SET PROBLEM:
Recast every line of the entries below as a Markdown table with the columns No. and Text, numbering the rows and leaving out blank lines. Do not include the pictures.

MATERIAL FOR THIS EXERCISE:

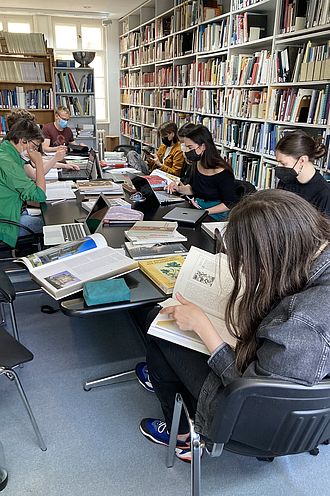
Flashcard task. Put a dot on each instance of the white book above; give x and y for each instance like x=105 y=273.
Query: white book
x=63 y=270
x=204 y=280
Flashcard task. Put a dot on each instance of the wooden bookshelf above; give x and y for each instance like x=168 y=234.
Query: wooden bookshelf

EXERCISE OUTPUT:
| No. | Text |
|---|---|
| 1 | Flashcard task. Put a dot on each instance of the white book above; give x and y for each instance like x=105 y=273. |
| 2 | Query: white book |
| 3 | x=63 y=270 |
| 4 | x=204 y=280 |
| 5 | Flashcard task. Put a dot on each instance of the wooden bookshelf above; give x and y for each instance like x=168 y=234. |
| 6 | Query: wooden bookshelf |